» EXERCISE PROMPT
Look for the string "outline" in the material below. Copy every line where you find it.

[INFORMATION GIVEN]

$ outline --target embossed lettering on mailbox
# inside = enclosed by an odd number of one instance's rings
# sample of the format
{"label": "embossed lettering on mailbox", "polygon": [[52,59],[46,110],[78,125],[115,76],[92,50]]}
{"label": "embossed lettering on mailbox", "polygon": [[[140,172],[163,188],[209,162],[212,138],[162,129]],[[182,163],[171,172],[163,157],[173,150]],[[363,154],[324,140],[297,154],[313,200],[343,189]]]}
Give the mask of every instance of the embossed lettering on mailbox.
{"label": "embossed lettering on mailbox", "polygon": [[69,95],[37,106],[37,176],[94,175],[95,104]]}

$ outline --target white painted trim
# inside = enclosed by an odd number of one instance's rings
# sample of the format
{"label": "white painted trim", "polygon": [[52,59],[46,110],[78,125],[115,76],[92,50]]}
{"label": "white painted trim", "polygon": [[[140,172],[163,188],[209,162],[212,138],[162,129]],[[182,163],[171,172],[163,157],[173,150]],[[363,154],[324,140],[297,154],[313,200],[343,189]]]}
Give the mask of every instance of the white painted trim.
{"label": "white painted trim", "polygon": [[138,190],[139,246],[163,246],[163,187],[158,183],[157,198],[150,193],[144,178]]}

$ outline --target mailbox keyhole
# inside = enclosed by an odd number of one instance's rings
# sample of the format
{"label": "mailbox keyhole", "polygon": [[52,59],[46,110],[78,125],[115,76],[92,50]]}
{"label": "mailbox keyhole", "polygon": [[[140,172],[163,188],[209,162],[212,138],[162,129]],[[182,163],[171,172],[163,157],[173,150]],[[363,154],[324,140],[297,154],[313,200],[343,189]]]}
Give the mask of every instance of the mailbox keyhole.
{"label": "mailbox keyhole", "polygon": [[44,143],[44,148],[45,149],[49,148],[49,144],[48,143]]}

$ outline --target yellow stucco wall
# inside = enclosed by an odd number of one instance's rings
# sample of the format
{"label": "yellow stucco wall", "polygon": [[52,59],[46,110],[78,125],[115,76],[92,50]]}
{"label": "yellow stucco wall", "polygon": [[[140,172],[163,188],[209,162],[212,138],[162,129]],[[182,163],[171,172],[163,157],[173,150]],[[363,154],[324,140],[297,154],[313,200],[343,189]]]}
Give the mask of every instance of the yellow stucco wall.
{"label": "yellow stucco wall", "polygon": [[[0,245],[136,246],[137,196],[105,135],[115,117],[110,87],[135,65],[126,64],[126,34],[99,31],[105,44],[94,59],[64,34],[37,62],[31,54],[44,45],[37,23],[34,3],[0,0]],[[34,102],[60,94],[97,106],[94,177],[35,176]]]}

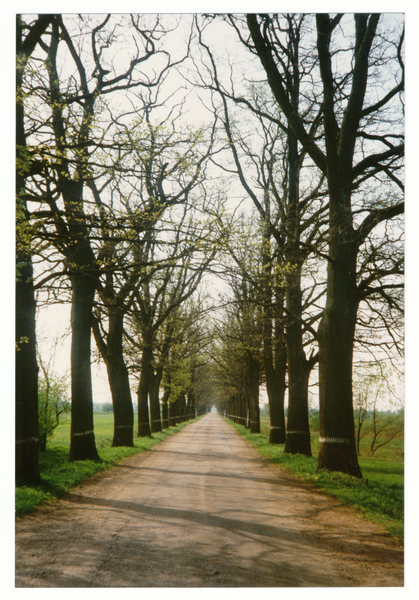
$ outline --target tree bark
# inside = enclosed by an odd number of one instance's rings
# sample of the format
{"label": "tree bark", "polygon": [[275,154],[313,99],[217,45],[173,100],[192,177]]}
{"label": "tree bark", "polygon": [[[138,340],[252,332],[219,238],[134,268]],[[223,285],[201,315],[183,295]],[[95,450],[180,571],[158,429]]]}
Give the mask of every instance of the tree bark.
{"label": "tree bark", "polygon": [[113,447],[134,446],[134,410],[122,349],[123,322],[124,315],[121,312],[109,314],[105,364],[114,414]]}
{"label": "tree bark", "polygon": [[308,380],[310,370],[311,367],[308,365],[304,352],[300,355],[288,352],[289,404],[287,441],[284,452],[289,454],[311,456],[308,419]]}
{"label": "tree bark", "polygon": [[[328,265],[327,300],[319,325],[319,469],[362,477],[355,443],[352,355],[358,299],[356,250],[334,248]],[[353,244],[352,244],[353,246]]]}
{"label": "tree bark", "polygon": [[[266,318],[266,317],[265,317]],[[264,331],[263,360],[266,379],[266,392],[269,402],[270,429],[269,443],[284,444],[285,434],[285,373],[287,370],[287,351],[283,340],[283,326],[276,323],[275,332],[272,332],[272,319],[268,318]],[[282,320],[282,319],[278,319]],[[275,350],[272,348],[272,335],[275,339]]]}
{"label": "tree bark", "polygon": [[269,443],[284,444],[286,441],[285,434],[285,372],[286,359],[282,360],[282,365],[275,369],[275,372],[266,373],[266,391],[269,401],[270,428],[269,428]]}
{"label": "tree bark", "polygon": [[141,375],[137,389],[138,398],[138,437],[147,437],[151,435],[150,416],[148,412],[148,394],[151,384],[151,357],[152,350],[148,346],[144,346],[143,355],[141,357]]}
{"label": "tree bark", "polygon": [[178,402],[179,402],[179,414],[178,414],[178,423],[183,423],[184,421],[186,421],[186,397],[185,394],[182,392],[179,397],[178,397]]}
{"label": "tree bark", "polygon": [[[19,244],[19,239],[17,240]],[[30,254],[17,253],[16,282],[16,456],[17,485],[41,483],[38,461],[38,363],[36,302]]]}
{"label": "tree bark", "polygon": [[176,427],[179,418],[179,398],[169,402],[169,427]]}
{"label": "tree bark", "polygon": [[99,460],[93,431],[90,367],[91,328],[96,281],[89,273],[71,275],[71,431],[70,461]]}
{"label": "tree bark", "polygon": [[162,428],[163,429],[169,428],[169,396],[170,396],[170,390],[165,389],[163,398],[162,398],[162,403],[161,403],[161,405],[162,405]]}
{"label": "tree bark", "polygon": [[250,433],[260,433],[260,410],[259,410],[259,377],[260,366],[254,357],[248,361],[248,386],[250,405]]}
{"label": "tree bark", "polygon": [[[236,421],[240,425],[243,425],[244,423],[246,423],[246,429],[249,429],[249,431],[250,431],[251,419],[252,419],[250,394],[246,393],[246,392],[240,392],[240,393],[236,394],[235,400],[236,400],[236,410],[235,410],[234,414],[238,415]],[[257,417],[255,417],[255,423],[257,422],[256,418]]]}
{"label": "tree bark", "polygon": [[250,433],[260,433],[259,382],[253,383],[250,405]]}
{"label": "tree bark", "polygon": [[[298,43],[294,45],[295,64],[292,69],[290,100],[294,112],[299,106]],[[308,379],[310,368],[303,346],[301,272],[303,259],[300,247],[300,160],[297,137],[288,123],[288,197],[285,245],[285,296],[288,365],[288,422],[284,452],[311,456],[308,419]]]}
{"label": "tree bark", "polygon": [[[20,15],[16,19],[16,158],[25,167],[21,152],[26,146],[22,83],[29,56],[52,20],[52,15],[40,15],[27,37],[23,37]],[[19,165],[19,162],[17,162]],[[16,169],[16,350],[15,350],[15,477],[16,485],[41,483],[38,460],[38,362],[36,359],[36,300],[30,243],[25,227],[29,223],[25,192],[25,167]]]}
{"label": "tree bark", "polygon": [[47,450],[47,434],[44,433],[39,436],[39,451],[46,452]]}
{"label": "tree bark", "polygon": [[301,328],[301,271],[286,275],[286,296],[289,317],[286,325],[288,366],[288,422],[284,452],[311,456],[308,419],[308,380],[311,366],[303,347]]}
{"label": "tree bark", "polygon": [[[269,443],[285,443],[285,372],[287,351],[284,340],[283,309],[284,292],[280,286],[273,286],[276,276],[272,273],[271,245],[271,206],[269,188],[265,189],[264,197],[265,219],[262,233],[262,269],[263,269],[263,366],[265,370],[266,392],[269,401],[270,429]],[[275,298],[273,297],[275,290]],[[275,304],[275,308],[274,305]]]}
{"label": "tree bark", "polygon": [[193,392],[192,390],[189,390],[188,392],[188,402],[187,402],[187,416],[188,419],[194,419],[195,418],[195,392]]}
{"label": "tree bark", "polygon": [[149,398],[150,398],[150,417],[151,417],[151,433],[156,433],[162,430],[159,390],[162,379],[162,370],[157,369],[151,378]]}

[/INFORMATION GIVEN]

» RESULT OF THIS TASK
$ outline --target embossed lettering on mailbox
$ outline --target white painted trim
$ outline --target mailbox keyhole
$ outline --target yellow stucco wall
$ outline --target tree bark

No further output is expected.